> [EXCERPTED TEXT]
________________________

But what about the next tier in the West? What about the Clippers? The Rockets? The Trail Blazers? Can any of those rise up and truly challenge OKC (the current bar for Best in the West).

Defining a contender can be a bit nebulous. It’s more like former Supreme Court Justice Potter Stewart effort to define test for obscenity — we know it when we see it. I don’t see it with Portland, I think the Clippers and Rockets are on the cusp but may not be there yet.

Here are a few numbers to help us get an idea, using NBA.com stats (including some from the Sports VU cameras).

• Portland came back to earth some in February — they had a point differential of +4.4 per 100 possessions, which is good enough for ninth in the NBA but more in the Charlotte/Washington/Toronto range than contender status. Their defense remained 11th in the NBA and their offense, now without LaMarcus Aldridge, can’t bail them out. I’ve not been sold Portland is ready to knock on the door of the contenders all season, nothing right now is changing my mind.

• The question with the Clippers remains defense — in February they allowed 105.6 points per 100 possessions, ranked 22nd in the league. Because of a stellar offense (114 per 100) they remain fourth in point differential through those 11 games, but that doesn’t mask the question of if they can get enough stops to win in the postseason.

• Opposing teams get a league-high 10.4 shots a game at the rim when DeAndre Jordan is on the court — he defends it well and they only hit 51.5 percent of them, but they get there.

• Glen Davis may actually help the Clippers defense — it’s not that he’s a great defender, he’s just better than Ryan Hollins and that is who loses minutes with Davis in the fold. Same with Danny Granger, who is no great wing defender but will be taking minutes from Jared Dudley.

________________________

> [WHAT THE TASK ASKS] Continue the column on the Western Conference's second-tier NBA teams, picking up after its final sentence.

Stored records
________________________

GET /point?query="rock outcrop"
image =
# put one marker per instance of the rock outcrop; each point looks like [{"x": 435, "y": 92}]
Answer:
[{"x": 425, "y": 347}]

________________________

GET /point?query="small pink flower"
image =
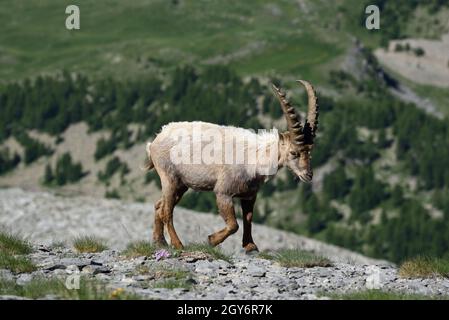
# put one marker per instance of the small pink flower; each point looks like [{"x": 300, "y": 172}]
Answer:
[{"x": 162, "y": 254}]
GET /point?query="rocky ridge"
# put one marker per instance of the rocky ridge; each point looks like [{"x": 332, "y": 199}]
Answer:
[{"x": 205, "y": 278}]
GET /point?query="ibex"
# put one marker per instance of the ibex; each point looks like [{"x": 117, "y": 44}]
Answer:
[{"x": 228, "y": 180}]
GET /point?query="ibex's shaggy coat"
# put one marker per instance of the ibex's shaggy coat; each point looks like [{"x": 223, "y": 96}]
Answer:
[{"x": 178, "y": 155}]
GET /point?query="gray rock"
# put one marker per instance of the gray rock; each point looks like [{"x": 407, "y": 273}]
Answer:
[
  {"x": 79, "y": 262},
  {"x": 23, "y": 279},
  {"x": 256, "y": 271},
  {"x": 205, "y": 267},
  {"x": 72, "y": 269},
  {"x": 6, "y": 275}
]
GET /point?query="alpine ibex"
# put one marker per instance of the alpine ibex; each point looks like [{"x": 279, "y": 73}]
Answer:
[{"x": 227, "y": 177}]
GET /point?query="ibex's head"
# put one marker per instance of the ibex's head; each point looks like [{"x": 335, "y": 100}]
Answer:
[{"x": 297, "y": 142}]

________________________

> [RESULT OF THE TASK]
• Houston on the other hand has the sixth best defense in the NBA since Feb. 1. They give up a lot of points per game because they play at the fourth fastest pace in the league but they defend their possessions well and are a very good transition defensive team.

• In February, teams finished a very high 63.2 percent at the rim against the Rockets — but they never get there. The Rockets gave up just 250 attempts at the rim in the month, only Charlotte did better (247, but they played one less game than Houston). (And yes, using raw numbers for a moth is a rough gauge, go the last 15 Rockets games and they are 20th in shots allowed at the rim and teams shoot 62.3 percent.)

• The Rockets are maybe the best first half team in the NBA — they are disciplined in forcing their style and sucking other teams into a pace the opponent is not comfortable with. It leads to big quarters, like the 42 they dropped on Sacramento this week. However in the playoffs that element of surprise goes away. Will the Rockets in the halfcourt suddenly be too much James Harden in isolation, and too much Dwight Howard in the post? Both of those can disrupt the Rockets’ offensive flow.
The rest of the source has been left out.